• **What needs to be done**: Copy the data, requests included, starting at the line that contains "Please pick out the mottled" and continuing through the end of the data, and leave out the pictures. Adjust every x and y coordinate in the answers by -127.

- - - - -

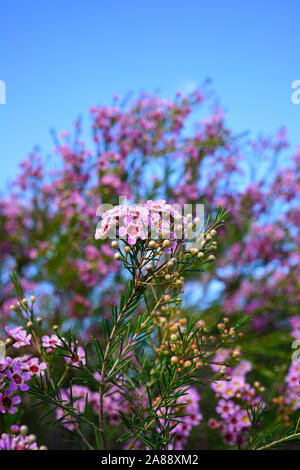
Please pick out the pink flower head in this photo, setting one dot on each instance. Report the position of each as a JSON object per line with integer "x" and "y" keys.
{"x": 50, "y": 342}
{"x": 19, "y": 335}
{"x": 7, "y": 402}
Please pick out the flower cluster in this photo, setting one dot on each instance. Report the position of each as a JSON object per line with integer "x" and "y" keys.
{"x": 289, "y": 400}
{"x": 235, "y": 397}
{"x": 133, "y": 223}
{"x": 14, "y": 377}
{"x": 17, "y": 439}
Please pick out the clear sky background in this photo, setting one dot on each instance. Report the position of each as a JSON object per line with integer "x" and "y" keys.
{"x": 59, "y": 57}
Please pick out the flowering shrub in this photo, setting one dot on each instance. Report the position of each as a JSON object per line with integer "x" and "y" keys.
{"x": 117, "y": 340}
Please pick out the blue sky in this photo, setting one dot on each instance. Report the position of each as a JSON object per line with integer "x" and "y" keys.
{"x": 58, "y": 58}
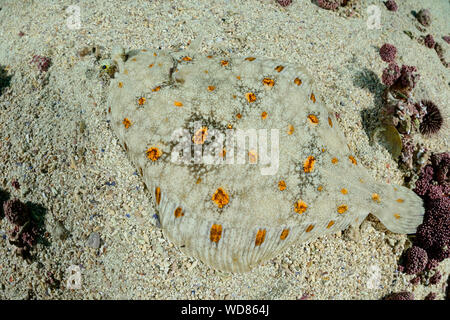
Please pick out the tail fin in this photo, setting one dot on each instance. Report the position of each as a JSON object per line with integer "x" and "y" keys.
{"x": 398, "y": 208}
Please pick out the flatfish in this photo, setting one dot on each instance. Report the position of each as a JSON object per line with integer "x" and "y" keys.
{"x": 242, "y": 156}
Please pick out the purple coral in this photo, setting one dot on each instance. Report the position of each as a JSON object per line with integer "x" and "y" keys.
{"x": 16, "y": 212}
{"x": 431, "y": 296}
{"x": 329, "y": 4}
{"x": 404, "y": 295}
{"x": 416, "y": 260}
{"x": 424, "y": 17}
{"x": 388, "y": 52}
{"x": 284, "y": 3}
{"x": 429, "y": 41}
{"x": 432, "y": 120}
{"x": 390, "y": 74}
{"x": 433, "y": 186}
{"x": 391, "y": 5}
{"x": 42, "y": 63}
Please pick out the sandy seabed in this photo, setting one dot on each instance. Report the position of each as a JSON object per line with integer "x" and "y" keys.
{"x": 55, "y": 141}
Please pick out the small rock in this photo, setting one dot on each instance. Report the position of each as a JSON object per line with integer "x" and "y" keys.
{"x": 60, "y": 232}
{"x": 93, "y": 240}
{"x": 352, "y": 233}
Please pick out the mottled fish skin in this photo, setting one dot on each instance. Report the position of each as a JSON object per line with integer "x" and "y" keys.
{"x": 232, "y": 217}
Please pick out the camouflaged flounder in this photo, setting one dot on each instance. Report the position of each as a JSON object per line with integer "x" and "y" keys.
{"x": 231, "y": 216}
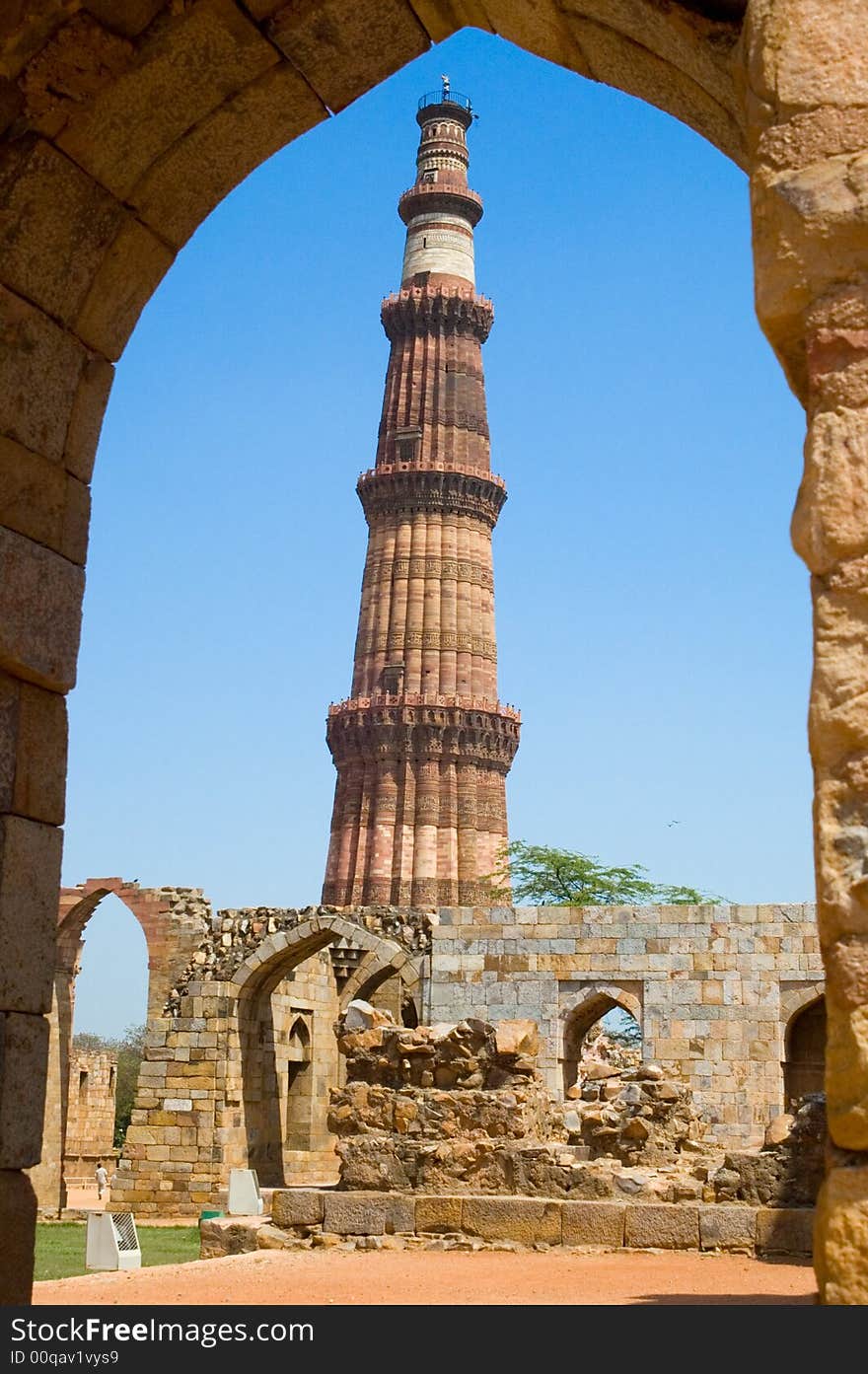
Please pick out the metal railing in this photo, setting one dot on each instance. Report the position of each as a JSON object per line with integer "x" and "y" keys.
{"x": 415, "y": 698}
{"x": 445, "y": 97}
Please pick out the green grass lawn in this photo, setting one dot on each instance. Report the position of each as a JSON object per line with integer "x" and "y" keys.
{"x": 59, "y": 1247}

- - - - -

• **Result of this task**:
Please pick out the mottled fish skin in this photo, setting one dot on each instance. Report the position of each as a JSON object per line with integer "x" and "y" keys.
{"x": 105, "y": 90}
Please pick out the camouflaged flounder in this photo, setting one dot on each instance. Report the position of each as a JSON object per line with integer "x" and "y" keys.
{"x": 104, "y": 89}
Please pick out the metal railing in this photo, setting one dot on each instance. Report the position of each as a JSON object per line with integer "x" and "y" keys.
{"x": 288, "y": 571}
{"x": 318, "y": -30}
Please pick out the green grass lawn in this photo, setting one dot on each instance. Report the position of each as a JSON object per line with integer "x" and "y" keys.
{"x": -68, "y": 1120}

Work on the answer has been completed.